* [REQUEST A]:
Answer these questions about the passage on Blok's founding, each on its own line and marked to match:
(i) In which three environments did the founders develop and deploy predictive models?
(ii) What company did Tom Charman and Olivia Higgs found?
(iii) Which company does the passage name as struggling to achieve statistical significance outside the newsfeed?

* [SELECTED PASSAGE]:
· · ·
The best product teams don't learn from failure. They learn before it happens.
That is the insight Tom Charman and Olivia Higgs are building around. Both spent years developing and deploying predictive models in some of the highest-stakes environments imaginable: defense, healthcare, and cybersecurity. Environments where the cost of being wrong is measured in lives and missions, not conversion rates. Olivia brings the product instincts to translate that scientific rigor into something product teams can act on immediately. Together, they founded Blok on a premise that sounds simple yet isn't: human behavior is not random. It is predictably irrational. And if you understand the patterns, you can simulate what users will do before they do it.
Oddbird is proud to be partnering with Tom, Olivia, and the Blok team from day one.
The Experiment Tax
There was a moment when experimentation was the answer. A/B tests gave product teams a rigorous way to learn. Run the test, wait for significance, ship the winner. The methodology worked because the conditions held: stable traffic, controlled exposure, and time to wait.
Those conditions no longer exist.
Teams now run hundreds of concurrent experiments and wait weeks for results that arrive inconclusive. Even Meta, with billions of daily active users and the infrastructure it essentially invented to make statistical significance tractable, struggles to achieve it outside the newsfeed. When the gold standard cannot solve the problem, the methodology is broken, not the execution.
· · ·
* [DATA EXCERPTS]:
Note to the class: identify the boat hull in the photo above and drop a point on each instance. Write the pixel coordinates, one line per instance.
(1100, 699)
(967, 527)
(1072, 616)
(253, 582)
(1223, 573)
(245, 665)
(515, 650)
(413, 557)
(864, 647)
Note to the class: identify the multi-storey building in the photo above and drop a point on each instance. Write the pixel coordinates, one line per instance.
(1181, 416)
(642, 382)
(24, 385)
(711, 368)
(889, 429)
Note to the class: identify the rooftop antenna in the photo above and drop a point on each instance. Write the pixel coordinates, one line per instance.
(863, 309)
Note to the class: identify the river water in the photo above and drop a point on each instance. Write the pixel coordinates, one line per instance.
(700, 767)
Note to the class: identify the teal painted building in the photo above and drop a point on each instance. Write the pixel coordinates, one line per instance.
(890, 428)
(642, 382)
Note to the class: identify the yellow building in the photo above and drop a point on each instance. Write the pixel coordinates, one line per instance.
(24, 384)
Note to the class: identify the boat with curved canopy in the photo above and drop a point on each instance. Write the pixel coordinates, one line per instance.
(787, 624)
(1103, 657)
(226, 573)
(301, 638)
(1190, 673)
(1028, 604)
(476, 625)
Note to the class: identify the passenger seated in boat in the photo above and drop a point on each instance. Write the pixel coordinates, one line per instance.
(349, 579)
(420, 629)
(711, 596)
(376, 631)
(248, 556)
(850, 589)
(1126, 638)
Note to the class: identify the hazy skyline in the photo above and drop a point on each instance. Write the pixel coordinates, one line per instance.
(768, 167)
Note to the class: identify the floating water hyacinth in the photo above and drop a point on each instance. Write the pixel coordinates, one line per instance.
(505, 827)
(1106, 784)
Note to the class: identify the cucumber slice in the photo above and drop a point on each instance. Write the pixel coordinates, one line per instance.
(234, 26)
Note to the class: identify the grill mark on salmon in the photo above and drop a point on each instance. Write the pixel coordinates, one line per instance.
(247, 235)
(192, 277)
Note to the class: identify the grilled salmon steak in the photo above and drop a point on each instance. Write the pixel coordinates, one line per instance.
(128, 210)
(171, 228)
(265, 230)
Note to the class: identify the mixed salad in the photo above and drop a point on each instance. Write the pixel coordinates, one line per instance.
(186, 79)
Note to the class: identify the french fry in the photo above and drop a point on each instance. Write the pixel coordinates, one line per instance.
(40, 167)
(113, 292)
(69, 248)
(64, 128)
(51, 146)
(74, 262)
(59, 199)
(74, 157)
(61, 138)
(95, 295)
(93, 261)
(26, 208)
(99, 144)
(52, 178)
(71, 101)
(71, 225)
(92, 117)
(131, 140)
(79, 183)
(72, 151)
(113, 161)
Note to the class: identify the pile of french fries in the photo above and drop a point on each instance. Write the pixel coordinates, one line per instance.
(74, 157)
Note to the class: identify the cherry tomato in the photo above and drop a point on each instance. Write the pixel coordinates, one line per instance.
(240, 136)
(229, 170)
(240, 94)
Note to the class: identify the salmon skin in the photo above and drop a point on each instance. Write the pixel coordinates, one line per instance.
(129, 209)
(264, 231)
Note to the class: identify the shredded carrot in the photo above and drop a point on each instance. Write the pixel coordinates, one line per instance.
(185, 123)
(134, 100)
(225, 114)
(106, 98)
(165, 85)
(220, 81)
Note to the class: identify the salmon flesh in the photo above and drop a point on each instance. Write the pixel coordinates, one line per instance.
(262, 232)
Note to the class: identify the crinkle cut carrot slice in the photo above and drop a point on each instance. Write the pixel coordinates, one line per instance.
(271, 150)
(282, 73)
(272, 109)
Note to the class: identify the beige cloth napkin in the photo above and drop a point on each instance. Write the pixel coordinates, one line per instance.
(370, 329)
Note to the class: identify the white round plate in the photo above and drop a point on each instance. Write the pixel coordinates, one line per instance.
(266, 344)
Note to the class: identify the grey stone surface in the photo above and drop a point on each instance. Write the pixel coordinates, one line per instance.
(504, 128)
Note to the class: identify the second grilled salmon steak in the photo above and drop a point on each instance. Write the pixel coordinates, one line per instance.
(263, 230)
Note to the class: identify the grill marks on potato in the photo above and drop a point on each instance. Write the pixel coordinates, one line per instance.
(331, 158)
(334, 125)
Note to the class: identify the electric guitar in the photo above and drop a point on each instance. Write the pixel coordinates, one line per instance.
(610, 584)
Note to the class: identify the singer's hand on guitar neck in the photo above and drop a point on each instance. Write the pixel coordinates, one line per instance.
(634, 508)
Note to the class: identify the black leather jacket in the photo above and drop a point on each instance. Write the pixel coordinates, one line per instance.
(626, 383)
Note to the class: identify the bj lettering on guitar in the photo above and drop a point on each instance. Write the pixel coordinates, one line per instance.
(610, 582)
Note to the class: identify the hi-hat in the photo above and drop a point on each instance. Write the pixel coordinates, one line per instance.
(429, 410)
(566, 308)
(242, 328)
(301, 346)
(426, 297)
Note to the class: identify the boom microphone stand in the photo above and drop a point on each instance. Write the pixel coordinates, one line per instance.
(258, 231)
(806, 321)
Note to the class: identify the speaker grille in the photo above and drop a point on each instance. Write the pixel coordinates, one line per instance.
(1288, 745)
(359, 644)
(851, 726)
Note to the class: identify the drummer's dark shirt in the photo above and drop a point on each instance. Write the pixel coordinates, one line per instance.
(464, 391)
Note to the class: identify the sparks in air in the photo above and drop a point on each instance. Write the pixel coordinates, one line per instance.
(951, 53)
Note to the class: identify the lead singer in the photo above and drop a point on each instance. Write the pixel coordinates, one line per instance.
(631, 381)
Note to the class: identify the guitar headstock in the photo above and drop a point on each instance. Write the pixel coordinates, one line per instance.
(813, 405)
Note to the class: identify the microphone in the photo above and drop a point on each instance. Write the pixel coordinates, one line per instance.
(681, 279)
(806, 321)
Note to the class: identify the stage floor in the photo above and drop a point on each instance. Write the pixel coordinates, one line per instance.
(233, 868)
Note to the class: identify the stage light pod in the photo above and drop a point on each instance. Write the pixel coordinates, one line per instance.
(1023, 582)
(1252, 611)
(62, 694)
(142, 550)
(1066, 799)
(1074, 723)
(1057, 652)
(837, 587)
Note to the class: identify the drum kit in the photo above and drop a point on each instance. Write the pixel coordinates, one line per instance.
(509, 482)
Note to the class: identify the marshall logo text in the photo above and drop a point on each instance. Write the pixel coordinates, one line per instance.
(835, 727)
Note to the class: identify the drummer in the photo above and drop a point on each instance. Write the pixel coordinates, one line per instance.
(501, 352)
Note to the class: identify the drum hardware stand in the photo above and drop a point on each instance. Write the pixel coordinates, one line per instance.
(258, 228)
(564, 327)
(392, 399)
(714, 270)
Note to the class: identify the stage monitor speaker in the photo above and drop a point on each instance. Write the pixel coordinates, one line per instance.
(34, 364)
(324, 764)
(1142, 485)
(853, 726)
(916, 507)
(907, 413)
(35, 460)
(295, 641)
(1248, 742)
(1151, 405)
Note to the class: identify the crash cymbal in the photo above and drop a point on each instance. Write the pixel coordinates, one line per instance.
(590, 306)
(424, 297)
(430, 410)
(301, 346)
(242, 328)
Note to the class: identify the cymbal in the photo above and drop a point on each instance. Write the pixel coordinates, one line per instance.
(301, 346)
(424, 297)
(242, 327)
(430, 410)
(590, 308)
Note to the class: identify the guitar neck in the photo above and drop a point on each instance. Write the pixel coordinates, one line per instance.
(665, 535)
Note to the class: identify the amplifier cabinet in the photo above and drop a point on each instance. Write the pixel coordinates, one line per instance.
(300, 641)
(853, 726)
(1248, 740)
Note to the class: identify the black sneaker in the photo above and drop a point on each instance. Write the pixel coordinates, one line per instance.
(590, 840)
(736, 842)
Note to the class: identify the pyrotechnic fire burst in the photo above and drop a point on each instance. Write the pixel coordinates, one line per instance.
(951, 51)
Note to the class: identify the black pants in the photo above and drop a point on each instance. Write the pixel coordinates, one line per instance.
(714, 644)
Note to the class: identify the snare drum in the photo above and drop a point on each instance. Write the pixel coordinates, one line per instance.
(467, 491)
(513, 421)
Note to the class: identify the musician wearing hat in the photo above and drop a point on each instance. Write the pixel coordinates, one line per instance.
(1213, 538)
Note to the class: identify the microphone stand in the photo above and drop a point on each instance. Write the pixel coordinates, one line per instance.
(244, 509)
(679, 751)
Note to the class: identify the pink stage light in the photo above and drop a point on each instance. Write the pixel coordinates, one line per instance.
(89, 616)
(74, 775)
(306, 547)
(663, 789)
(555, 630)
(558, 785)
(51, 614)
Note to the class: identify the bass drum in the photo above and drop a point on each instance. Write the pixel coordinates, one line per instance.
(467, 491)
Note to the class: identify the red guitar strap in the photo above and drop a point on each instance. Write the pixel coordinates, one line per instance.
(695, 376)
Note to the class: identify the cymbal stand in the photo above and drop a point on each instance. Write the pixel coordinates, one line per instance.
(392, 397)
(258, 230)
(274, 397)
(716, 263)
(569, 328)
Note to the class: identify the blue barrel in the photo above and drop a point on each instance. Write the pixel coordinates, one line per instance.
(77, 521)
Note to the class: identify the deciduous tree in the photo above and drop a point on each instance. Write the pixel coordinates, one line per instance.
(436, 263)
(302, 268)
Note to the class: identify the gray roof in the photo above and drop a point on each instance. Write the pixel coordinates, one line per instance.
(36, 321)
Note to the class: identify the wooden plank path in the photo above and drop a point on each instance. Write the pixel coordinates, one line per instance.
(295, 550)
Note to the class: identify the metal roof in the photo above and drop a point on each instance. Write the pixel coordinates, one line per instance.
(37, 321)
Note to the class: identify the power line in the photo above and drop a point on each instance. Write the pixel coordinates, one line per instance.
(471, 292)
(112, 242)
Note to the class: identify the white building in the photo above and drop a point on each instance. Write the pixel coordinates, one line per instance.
· · ·
* [REQUEST B]: Rescale the rows that open with the line containing "Note to the class: identify the yellow" and close with the line containing "(1106, 784)", both ends included. Write out only those lines again, keeping each request as it is, and multiply every answer coordinate by 2, rounding to whole numbers with halves rounded up.

* [WORKED SOLUTION A]:
(i) Defense, healthcare, and cybersecurity
(ii) Blok
(iii) Meta

* [WORKED SOLUTION B]:
Note to the class: identify the yellow building in the photo above and drop a point on each instance. Write the pixel coordinates, one line per instance.
(48, 768)
Note to the class: identify the boat with curved canopy in the photo above and drop a point on each instance. Write the pixel coordinates, one line per instance.
(1574, 1248)
(2206, 1314)
(452, 1146)
(602, 1276)
(2380, 1346)
(2056, 1208)
(952, 1250)
Note to the class: identify the passenger seated in boat in the photo above and drop a point on each instance. Write the pixel coordinates, one line per instance.
(698, 1158)
(840, 1258)
(1422, 1192)
(752, 1262)
(496, 1112)
(1700, 1178)
(2252, 1276)
Note to the class: identify the hazy skyline in the photo above and drop a point on each instance. Write the pixel coordinates, one line per instance.
(1536, 334)
Note to the class: identify the floating water hyacinth in the photo above and drop a point on each instance. Write the pixel coordinates, one line per instance.
(1010, 1654)
(2212, 1568)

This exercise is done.